DATOS PROPORCIONADOS —

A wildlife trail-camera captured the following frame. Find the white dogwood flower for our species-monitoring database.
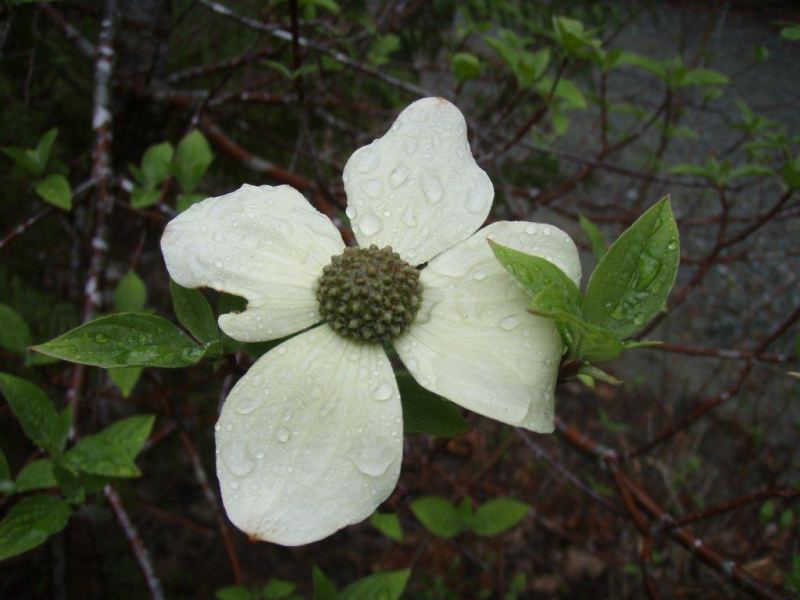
[161,98,581,545]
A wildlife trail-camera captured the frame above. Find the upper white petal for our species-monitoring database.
[395,222,581,433]
[161,185,344,342]
[343,98,494,265]
[216,325,403,546]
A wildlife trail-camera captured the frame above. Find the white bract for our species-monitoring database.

CONSIGNA — Reescala las filas que van desde la que contiene "A wildlife trail-camera captured the frame above. Find the upper" hasta la última, ambos extremos incluidos, y reprodúcelas todas completas y sin añadir otras. Multiplica por 1,75 cada coordenada de los recuadros de las respuestas y redondea al entero más cercano, con las mitades hacia arriba.

RESULTADO —
A wildlife trail-camera captured the frame above. Find the upper white petal for our species-monitoring database.
[691,389,1017,758]
[282,324,602,599]
[600,172,865,464]
[378,569,705,956]
A wildlife trail-camera captured the frame above. Find the white bract for our species-monitoring database.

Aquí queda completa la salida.